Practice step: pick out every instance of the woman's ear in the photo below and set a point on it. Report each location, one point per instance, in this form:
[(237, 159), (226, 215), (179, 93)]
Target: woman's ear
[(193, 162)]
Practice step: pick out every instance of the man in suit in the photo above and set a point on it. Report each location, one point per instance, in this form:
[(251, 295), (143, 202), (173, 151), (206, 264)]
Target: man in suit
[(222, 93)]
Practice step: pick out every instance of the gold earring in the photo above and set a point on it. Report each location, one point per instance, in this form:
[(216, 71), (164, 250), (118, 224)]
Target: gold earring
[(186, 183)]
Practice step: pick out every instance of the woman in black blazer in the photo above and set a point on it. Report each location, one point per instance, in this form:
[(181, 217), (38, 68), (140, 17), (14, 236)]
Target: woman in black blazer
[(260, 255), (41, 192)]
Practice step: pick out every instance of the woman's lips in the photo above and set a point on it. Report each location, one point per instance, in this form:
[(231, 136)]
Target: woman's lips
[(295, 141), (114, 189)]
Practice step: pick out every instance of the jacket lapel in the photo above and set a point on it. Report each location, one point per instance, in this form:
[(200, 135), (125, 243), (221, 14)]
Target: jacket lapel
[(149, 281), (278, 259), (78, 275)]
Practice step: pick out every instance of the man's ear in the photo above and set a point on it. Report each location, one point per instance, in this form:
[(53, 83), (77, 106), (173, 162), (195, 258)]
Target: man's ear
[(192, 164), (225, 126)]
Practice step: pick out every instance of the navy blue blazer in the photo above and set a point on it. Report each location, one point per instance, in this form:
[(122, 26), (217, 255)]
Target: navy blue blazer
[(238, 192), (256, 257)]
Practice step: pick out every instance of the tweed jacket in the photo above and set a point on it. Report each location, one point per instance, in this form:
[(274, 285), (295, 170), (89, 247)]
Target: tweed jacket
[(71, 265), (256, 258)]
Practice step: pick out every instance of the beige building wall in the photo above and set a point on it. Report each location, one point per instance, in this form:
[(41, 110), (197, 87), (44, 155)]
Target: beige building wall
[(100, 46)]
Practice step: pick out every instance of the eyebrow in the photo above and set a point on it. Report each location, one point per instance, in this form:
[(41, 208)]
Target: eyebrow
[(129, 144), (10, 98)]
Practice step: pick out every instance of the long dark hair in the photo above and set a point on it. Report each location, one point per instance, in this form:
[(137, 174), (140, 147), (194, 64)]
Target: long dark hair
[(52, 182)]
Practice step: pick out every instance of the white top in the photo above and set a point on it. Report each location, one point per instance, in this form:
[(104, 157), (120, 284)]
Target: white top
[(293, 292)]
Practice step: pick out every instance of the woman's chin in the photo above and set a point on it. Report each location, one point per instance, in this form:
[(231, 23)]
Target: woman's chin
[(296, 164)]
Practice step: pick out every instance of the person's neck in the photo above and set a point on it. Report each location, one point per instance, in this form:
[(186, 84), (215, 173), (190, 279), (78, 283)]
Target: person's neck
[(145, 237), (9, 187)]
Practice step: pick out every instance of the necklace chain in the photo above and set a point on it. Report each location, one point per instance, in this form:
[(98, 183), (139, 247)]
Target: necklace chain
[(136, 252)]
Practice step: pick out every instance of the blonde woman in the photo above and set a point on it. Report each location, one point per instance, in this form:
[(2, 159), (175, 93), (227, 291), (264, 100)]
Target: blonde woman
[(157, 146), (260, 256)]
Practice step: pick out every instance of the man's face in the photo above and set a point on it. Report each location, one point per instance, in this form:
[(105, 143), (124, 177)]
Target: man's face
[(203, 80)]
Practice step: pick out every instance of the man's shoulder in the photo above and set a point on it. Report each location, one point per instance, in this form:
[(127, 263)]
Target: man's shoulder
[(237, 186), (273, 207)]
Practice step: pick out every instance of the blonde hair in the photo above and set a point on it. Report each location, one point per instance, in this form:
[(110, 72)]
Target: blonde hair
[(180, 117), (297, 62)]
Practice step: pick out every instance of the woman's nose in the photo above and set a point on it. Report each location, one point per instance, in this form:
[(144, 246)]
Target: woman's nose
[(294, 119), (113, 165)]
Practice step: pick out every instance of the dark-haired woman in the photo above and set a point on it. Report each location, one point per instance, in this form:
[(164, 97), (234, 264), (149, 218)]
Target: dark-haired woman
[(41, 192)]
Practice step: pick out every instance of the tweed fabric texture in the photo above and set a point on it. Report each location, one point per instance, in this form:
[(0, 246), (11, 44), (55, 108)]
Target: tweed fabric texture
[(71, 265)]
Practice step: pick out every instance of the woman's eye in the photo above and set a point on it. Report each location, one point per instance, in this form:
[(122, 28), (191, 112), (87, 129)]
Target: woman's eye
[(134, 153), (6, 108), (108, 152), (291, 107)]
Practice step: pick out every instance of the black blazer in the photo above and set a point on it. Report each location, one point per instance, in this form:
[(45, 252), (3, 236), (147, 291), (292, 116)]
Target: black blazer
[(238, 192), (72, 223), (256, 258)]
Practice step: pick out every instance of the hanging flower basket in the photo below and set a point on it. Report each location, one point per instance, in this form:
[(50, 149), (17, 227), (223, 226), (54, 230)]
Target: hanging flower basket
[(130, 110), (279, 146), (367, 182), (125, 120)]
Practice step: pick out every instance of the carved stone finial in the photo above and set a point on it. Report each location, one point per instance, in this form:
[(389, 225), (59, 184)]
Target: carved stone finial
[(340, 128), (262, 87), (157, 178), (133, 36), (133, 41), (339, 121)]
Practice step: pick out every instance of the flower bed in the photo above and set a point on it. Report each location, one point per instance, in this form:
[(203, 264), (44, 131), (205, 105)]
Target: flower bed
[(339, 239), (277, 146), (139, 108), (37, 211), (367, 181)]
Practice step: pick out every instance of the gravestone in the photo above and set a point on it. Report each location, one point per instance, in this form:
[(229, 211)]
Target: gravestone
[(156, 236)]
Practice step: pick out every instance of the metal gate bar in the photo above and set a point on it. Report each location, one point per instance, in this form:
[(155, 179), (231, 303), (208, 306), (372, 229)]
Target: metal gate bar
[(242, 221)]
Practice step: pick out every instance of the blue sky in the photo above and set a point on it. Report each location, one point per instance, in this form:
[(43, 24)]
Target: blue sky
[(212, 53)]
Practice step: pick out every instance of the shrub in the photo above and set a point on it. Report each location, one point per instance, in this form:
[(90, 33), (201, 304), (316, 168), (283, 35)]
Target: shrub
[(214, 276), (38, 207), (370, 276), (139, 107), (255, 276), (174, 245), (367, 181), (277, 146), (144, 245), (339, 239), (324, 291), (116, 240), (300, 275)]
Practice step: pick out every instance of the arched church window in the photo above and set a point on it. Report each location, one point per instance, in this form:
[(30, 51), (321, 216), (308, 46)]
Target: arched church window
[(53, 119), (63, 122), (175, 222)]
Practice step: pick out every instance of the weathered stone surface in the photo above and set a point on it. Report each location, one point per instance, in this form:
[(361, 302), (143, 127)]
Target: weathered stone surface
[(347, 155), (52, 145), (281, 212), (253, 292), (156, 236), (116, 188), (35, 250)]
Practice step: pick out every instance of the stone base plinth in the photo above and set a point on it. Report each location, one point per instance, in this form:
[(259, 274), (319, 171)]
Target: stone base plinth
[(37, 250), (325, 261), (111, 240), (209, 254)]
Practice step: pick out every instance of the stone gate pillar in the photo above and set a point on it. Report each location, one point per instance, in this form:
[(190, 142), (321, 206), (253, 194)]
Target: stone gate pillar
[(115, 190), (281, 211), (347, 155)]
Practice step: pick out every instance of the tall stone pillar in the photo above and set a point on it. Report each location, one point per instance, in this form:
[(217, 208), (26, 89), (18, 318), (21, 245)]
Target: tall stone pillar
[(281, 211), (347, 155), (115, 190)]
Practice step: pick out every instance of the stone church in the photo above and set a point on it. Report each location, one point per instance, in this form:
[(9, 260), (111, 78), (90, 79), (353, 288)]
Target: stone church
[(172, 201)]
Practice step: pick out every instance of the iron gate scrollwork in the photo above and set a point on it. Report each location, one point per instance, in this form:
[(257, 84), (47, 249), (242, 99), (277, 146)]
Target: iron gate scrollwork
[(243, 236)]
• • • • • • •
● What is being asked:
Set down verbatim the portion of the listing above that opens with the line containing "Practice step: pick out every instance of the shrub" and closes with the line containing "[(115, 190), (281, 211), (347, 155)]", including both of those lines.

● Response to this exercise:
Practice step: pick out every instance of the shrub in the photo above and set a point on it. Report each location, one point per instance, in this form:
[(90, 33), (201, 304), (316, 168), (283, 35)]
Target: shrub
[(214, 276), (38, 207), (370, 276), (139, 107), (255, 276), (174, 245), (367, 181), (277, 146), (144, 245), (339, 239), (324, 291), (116, 240), (300, 275)]
Practice step: pick out every instance of the arched church window in the photo above and set a point on it. Report each location, one point per instance, in this form:
[(30, 51), (321, 216), (308, 46)]
Target: arched church window
[(53, 119), (63, 122), (175, 222)]
Practice step: pick out every instance of the weathered stone surface in the photo above and set a point on it. Report each location, one point per instance, in this form:
[(361, 302), (143, 127)]
Target: weathered stone surface
[(347, 155), (52, 145), (281, 212), (253, 292), (156, 236), (116, 188), (35, 250)]
Practice step: pick out every instance of the stone base plinth in the photo above and set a point on it. Report each location, one point per instance, in this form:
[(259, 274), (319, 171)]
Target: stone base plinth
[(37, 250), (325, 261), (111, 240), (209, 254)]
Practice step: pick out every instance of the stone gate pillar in the photo above and set a point on it. Report each location, one point per instance, in this form:
[(190, 142), (321, 206), (253, 194)]
Target: stone gate pillar
[(115, 190), (281, 211), (347, 155)]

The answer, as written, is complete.